Task objective
Go over the data below and say how many lines hold the word "shadow". Only the number is needed.

Listed entries
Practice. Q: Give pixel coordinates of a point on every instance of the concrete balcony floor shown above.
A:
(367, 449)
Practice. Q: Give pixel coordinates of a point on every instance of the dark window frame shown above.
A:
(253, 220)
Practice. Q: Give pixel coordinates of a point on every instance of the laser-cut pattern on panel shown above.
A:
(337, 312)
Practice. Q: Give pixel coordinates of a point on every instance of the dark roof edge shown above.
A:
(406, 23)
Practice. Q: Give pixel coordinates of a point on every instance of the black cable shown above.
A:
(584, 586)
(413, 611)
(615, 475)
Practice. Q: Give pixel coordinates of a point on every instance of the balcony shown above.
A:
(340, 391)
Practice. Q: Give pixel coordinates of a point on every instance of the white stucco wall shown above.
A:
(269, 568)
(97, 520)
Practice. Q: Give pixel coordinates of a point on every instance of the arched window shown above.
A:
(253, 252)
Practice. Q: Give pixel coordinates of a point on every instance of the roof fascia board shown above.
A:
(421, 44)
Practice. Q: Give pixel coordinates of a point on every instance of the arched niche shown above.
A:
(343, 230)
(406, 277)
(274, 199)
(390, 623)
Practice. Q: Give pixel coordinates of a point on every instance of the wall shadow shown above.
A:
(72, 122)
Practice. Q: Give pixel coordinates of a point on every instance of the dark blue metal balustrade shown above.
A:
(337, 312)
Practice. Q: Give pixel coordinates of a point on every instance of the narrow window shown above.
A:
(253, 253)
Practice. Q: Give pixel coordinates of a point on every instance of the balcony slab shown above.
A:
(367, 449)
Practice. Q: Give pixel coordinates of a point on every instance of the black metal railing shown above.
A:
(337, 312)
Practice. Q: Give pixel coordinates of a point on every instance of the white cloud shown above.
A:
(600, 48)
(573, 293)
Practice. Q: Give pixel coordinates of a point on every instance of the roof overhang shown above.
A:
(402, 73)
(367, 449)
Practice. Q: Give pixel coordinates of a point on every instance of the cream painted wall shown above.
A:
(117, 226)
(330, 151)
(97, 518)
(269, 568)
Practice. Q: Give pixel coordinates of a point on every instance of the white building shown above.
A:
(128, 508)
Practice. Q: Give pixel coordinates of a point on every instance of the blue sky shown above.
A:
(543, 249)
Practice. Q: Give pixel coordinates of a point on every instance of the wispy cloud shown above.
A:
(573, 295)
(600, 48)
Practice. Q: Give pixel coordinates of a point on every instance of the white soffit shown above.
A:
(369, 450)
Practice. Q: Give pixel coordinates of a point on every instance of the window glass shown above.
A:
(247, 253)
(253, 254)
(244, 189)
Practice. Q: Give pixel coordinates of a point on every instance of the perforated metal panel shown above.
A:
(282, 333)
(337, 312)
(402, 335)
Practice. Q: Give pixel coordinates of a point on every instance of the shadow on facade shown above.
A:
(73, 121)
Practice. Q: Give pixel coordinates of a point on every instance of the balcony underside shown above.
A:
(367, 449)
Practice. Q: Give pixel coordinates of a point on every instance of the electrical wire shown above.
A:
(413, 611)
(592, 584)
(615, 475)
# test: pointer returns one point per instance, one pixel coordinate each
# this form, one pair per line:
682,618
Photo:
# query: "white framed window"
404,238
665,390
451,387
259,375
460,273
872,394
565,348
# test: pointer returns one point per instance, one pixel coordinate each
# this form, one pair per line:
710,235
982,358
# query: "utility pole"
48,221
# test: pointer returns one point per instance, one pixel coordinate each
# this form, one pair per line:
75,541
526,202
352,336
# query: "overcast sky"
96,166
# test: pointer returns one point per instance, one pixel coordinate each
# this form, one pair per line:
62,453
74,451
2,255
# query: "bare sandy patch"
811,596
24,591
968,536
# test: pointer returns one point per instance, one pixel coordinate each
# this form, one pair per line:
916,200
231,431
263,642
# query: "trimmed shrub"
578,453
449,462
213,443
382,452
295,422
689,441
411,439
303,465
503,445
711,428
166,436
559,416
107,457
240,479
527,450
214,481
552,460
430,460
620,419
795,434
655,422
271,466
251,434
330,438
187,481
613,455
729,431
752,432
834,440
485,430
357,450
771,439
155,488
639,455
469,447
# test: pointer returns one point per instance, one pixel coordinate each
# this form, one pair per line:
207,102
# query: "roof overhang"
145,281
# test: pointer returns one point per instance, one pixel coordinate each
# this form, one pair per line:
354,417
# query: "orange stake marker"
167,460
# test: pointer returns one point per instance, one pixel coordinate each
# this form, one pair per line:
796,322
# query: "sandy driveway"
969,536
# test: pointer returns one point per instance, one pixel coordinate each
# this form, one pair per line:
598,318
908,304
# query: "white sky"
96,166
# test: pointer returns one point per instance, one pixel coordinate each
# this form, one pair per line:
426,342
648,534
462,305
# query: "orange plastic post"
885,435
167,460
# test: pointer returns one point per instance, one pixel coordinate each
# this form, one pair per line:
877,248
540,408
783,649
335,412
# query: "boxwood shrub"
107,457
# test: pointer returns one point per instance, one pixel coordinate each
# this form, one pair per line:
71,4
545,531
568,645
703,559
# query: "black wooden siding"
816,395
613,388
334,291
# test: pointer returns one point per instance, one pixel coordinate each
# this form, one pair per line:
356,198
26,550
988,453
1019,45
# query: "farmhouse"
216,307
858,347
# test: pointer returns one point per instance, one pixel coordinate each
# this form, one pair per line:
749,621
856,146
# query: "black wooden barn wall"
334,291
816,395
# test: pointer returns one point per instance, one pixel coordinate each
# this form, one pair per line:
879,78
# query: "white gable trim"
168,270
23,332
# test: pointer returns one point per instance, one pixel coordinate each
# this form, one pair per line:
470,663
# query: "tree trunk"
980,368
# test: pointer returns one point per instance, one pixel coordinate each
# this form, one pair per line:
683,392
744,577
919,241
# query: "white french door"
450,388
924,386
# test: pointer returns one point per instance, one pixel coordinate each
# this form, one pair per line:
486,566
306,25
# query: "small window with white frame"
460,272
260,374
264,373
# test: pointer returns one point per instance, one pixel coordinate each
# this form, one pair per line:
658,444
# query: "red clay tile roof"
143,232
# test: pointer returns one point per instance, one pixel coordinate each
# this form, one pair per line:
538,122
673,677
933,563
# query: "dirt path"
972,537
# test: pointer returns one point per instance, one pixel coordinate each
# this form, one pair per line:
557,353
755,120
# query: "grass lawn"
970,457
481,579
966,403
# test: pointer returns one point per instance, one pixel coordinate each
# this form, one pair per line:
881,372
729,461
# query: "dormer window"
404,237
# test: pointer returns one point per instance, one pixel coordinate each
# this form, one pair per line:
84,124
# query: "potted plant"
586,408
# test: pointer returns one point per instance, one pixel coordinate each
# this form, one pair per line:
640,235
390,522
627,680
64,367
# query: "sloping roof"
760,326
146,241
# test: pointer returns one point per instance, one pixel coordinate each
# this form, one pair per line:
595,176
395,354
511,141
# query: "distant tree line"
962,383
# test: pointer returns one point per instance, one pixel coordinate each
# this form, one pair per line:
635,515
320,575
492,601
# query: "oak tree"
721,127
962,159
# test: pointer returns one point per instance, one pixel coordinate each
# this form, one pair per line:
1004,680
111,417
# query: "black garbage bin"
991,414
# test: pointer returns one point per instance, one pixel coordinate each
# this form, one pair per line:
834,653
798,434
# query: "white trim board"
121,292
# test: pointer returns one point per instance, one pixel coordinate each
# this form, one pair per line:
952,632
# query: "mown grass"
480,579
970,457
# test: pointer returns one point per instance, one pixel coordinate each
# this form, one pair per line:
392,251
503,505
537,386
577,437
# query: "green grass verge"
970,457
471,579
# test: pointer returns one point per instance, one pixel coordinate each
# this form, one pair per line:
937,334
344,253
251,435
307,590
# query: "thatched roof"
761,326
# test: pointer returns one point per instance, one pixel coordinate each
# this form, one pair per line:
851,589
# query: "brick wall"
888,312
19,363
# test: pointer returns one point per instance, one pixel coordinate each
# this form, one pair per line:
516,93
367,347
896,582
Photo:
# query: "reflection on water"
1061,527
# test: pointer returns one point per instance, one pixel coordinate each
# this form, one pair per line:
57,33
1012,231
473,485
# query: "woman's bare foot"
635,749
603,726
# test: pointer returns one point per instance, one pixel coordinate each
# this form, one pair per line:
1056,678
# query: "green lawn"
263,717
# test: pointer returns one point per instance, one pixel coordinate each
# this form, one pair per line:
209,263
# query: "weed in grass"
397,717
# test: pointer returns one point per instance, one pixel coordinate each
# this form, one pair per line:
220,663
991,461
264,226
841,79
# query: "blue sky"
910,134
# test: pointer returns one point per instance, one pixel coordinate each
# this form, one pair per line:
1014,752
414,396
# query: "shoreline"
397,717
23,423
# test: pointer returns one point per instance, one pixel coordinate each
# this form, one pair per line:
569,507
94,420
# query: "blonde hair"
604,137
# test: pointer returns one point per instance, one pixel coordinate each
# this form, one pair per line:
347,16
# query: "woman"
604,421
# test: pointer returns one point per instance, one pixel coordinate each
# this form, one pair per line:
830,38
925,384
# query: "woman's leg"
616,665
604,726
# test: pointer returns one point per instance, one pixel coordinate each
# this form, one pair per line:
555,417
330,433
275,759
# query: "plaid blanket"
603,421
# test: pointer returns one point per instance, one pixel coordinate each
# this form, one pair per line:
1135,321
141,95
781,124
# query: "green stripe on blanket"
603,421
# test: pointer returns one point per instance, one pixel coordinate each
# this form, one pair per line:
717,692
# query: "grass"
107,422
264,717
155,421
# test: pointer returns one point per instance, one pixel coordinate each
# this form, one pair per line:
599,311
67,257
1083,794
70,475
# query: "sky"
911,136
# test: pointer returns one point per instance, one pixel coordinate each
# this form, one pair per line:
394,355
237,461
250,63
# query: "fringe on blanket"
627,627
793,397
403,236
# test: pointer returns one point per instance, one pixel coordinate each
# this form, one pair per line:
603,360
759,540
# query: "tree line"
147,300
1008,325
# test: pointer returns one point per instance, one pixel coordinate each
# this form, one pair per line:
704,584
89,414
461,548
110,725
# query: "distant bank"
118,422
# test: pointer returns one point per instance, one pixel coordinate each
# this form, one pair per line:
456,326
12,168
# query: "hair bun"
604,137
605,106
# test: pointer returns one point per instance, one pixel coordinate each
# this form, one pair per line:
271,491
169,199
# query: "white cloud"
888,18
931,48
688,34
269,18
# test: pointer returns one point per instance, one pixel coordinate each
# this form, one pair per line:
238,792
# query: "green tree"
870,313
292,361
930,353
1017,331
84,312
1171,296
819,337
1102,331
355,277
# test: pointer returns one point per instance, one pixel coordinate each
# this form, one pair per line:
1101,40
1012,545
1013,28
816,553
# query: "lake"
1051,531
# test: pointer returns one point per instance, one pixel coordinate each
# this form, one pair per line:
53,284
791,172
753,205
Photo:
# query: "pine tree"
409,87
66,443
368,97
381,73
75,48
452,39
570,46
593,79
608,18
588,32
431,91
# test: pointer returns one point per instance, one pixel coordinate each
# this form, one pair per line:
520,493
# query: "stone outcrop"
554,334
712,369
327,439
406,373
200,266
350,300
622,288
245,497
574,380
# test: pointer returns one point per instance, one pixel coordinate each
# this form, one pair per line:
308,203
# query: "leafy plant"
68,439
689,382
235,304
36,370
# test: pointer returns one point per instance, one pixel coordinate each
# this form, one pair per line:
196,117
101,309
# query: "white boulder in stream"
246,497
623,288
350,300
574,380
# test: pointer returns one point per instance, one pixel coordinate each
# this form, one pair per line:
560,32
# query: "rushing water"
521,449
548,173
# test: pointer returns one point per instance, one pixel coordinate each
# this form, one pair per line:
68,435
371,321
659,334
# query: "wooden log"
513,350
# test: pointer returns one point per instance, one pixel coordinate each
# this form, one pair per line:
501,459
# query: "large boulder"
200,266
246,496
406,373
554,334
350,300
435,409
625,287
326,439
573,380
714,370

The answer
2